◆ **DATASET ROWS**:
--- begin ---
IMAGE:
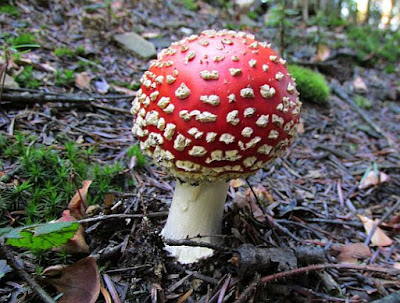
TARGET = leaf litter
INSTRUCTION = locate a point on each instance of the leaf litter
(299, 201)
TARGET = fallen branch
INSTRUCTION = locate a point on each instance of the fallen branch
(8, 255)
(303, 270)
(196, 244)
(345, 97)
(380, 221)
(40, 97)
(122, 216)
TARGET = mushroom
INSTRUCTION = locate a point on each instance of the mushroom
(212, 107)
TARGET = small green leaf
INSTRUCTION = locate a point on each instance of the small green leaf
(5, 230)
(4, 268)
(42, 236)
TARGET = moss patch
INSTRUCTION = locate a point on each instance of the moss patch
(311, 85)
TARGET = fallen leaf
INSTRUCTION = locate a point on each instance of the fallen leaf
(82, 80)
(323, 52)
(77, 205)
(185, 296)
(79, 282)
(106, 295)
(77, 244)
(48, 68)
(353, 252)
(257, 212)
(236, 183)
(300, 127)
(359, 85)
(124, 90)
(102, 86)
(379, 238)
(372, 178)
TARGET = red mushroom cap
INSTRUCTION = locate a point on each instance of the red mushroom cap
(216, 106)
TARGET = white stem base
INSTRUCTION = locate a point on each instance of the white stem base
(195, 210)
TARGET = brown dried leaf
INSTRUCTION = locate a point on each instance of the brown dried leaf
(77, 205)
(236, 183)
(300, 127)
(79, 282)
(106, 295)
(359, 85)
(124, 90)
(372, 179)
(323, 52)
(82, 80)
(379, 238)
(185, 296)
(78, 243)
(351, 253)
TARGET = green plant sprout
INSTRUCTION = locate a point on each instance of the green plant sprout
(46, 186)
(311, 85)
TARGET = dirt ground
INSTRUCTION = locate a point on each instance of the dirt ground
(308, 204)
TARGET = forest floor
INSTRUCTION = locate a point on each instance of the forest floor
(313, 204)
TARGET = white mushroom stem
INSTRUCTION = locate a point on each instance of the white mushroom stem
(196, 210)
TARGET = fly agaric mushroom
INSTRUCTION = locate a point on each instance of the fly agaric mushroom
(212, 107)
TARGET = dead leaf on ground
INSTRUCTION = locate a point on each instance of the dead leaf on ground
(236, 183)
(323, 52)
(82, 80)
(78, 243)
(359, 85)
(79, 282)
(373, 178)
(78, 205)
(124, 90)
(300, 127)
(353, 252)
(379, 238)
--- end ---
--- begin ---
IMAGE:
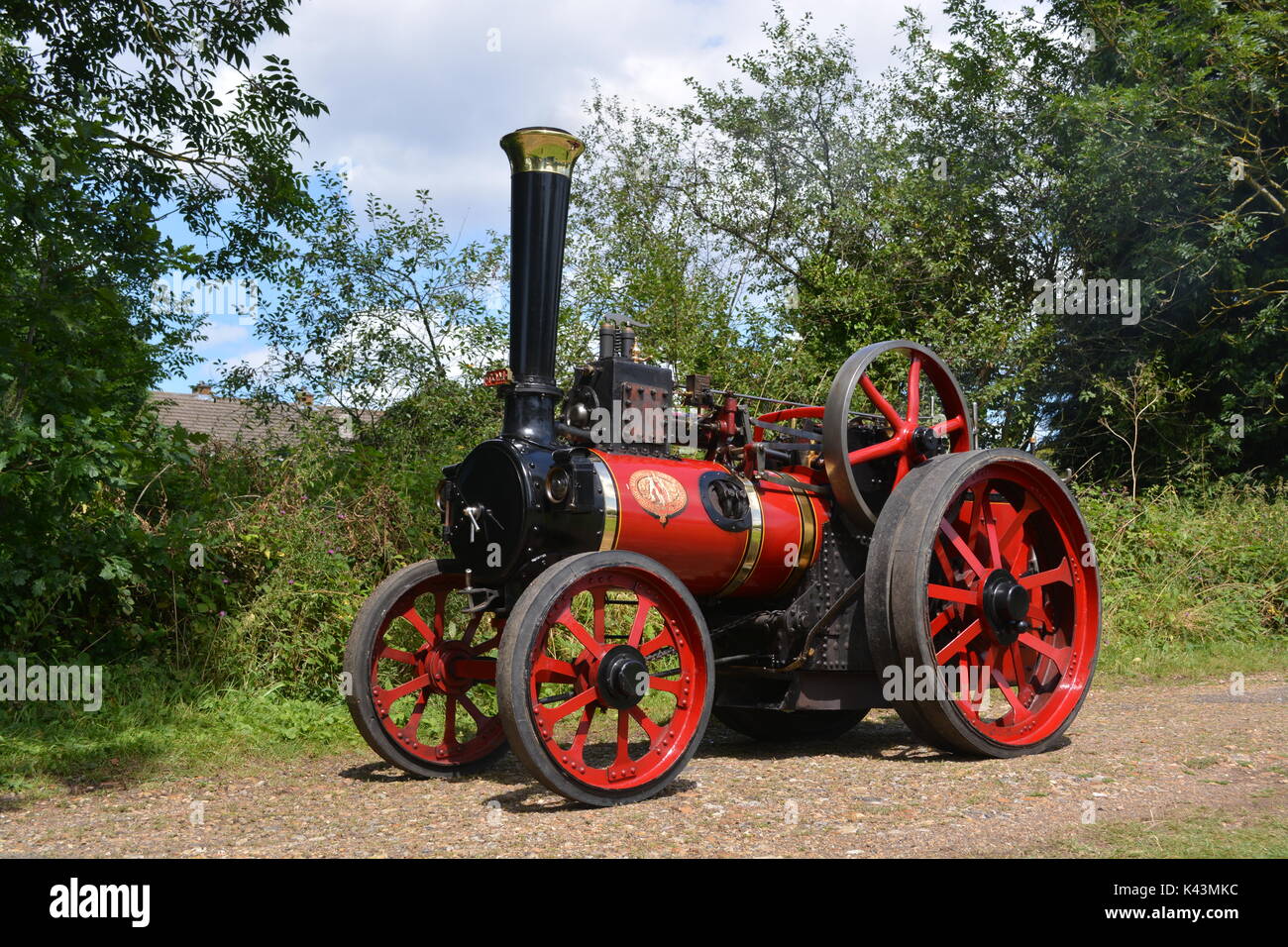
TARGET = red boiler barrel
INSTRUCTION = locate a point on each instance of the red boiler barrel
--- end ---
--- begin ---
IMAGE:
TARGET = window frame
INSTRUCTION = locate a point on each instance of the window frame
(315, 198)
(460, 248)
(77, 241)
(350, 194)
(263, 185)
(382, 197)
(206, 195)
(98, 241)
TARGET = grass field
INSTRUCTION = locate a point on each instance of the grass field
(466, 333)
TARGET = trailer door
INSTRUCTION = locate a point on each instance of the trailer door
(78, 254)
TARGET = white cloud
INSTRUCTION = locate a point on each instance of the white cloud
--- end ---
◆ **INSTRUCTIONS TO FOLLOW**:
Please pull out every line in the records above that contains the string "frame".

◆ **ANSWER IN FULL**:
TARGET = window frame
INSTRUCTION = locate a point on each instance of the window frame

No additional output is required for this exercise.